Reproduce the material that follows exactly, with no line left out.

━━━ AVAILABLE RECORDS ━━━

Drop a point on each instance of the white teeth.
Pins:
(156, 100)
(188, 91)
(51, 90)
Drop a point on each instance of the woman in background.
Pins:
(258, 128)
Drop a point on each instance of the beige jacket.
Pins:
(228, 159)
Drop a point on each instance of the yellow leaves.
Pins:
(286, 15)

━━━

→ **EXERCISE OUTPUT**
Drop a point on each instance of the white teeth.
Pins:
(156, 100)
(188, 91)
(51, 90)
Drop a point on each instance of the woman in background.
Pins:
(258, 128)
Drop a point on each instance of the beige jacket.
Pins:
(228, 159)
Drop a point on each instance of the yellow leaves.
Pins:
(286, 15)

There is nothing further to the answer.